─── PASSAGE SHOWN ───

Full Description of Material Change

5.1 Full Description of Material Change

On September 17, 2019, Zymeworks announced that Lota Zoth has been appointed as its Chair of the Board of Directors. Ms. Zoth succeeds Nick Bedford, who has retired from his functions as Chair and Board member. Mr. Bedford served as Board Chair since September 2004.

Ms. Zoth served as Chief Financial Officer of MedImmune prior to the acquisition by AstraZeneca in 2007, and currently serves on the boards of several biopharmaceutical companies, including Inovio Pharmaceuticals, Inc., NewLink Genetics Corporation, and Spark Therapeutics, Inc. Ms. Zoth also served as Chair of the Board of Directors of Aeras, a biopharmaceutical product development partner funded by the Bill & Melinda Gates Foundation.

Zymeworks has also made a strategic decision to voluntarily delist its common shares from the TSX in Canada, which is currently anticipated to occur on or around October 1, 2019. Zymeworks’ shares will continue to be traded on the New York Stock Exchange (“NYSE”) under the symbol “ZYME” and Canadian shareholders can continue to trade their shares on the NYSE.


With active daily trading on the NYSE having accounted for the vast majority of Zymeworks’ liquidity, the Company conducted a thorough evaluation of its dual listing, considering such factors as overall liquidity, the needs of its shareholders, costs, regulatory compliance and complexity, and future capital raising opportunities. In summary, the Company believes that the financial and administrative costs associated with maintaining a dual listing are no longer justified.

5.2 Disclosure of Restructuring Transactions

Not applicable.

 

Item 6:

Reliance on subsection 7.1(2) of National Instrument 51-102

Not applicable.

 

Item 7:

Omitted Information

Not applicable.

 

Item 8:

Executive Officer

For further information, please contact Neil Klompas, Executive Vice President, Business Operations and Chief Financial Officer of the Company at (604) 678-1388.

─── EXCERPTED DATA ───

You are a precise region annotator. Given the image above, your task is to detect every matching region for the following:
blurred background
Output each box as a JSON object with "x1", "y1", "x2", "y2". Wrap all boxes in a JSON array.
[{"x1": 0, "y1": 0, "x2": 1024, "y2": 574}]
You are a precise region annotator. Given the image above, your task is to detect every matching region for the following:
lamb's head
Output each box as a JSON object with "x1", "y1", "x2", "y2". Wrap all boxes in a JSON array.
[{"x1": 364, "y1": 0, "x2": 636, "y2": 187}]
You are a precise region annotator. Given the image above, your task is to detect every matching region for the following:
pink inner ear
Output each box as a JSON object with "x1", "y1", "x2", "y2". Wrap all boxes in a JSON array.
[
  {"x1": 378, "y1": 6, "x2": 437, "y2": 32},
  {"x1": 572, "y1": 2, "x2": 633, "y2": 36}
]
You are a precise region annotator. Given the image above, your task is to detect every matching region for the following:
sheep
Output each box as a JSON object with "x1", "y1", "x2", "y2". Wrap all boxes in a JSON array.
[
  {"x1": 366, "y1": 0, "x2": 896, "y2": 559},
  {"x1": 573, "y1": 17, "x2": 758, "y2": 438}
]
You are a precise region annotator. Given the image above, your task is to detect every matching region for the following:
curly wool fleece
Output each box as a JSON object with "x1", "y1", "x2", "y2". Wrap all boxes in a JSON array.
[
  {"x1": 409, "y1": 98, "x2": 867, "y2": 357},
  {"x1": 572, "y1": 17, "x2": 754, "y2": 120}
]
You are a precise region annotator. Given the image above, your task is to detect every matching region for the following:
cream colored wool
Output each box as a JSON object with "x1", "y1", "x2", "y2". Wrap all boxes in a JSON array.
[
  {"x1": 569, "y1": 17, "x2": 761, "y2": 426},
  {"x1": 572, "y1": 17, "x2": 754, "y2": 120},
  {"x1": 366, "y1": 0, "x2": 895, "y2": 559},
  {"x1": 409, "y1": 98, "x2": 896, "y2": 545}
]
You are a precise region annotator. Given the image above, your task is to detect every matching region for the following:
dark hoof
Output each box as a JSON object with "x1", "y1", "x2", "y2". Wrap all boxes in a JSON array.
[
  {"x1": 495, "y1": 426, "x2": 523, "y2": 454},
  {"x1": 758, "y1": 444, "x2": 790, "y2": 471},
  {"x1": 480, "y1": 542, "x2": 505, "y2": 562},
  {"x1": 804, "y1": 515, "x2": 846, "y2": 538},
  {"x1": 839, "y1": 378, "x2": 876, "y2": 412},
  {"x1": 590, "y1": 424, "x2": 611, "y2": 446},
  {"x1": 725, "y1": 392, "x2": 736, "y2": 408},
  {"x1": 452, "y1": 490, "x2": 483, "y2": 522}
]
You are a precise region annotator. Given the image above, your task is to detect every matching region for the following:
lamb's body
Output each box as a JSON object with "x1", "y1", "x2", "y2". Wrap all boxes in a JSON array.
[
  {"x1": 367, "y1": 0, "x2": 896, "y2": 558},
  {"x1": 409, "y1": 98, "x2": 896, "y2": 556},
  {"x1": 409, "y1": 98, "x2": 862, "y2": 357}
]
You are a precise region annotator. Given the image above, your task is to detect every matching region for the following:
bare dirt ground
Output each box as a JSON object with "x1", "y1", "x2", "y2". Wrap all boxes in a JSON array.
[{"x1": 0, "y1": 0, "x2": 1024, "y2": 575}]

───

▸ ACTIONS TO TAKE:
1. According to the material change report, since when had Nick Bedford served as Board Chair?
2. Using the material change report, explain why Zymeworks decided to voluntarily delist its common shares from the TSX.

▸ LIST OF ANSWERS:
1. Since September 2004.

2. Active daily trading on the NYSE accounted for the vast majority of Zymeworks' liquidity. After evaluating its dual listing on factors such as liquidity, shareholder needs, costs, regulatory compliance and complexity, and future capital raising opportunities, the Company concluded that the financial and administrative costs of a dual listing were no longer justified.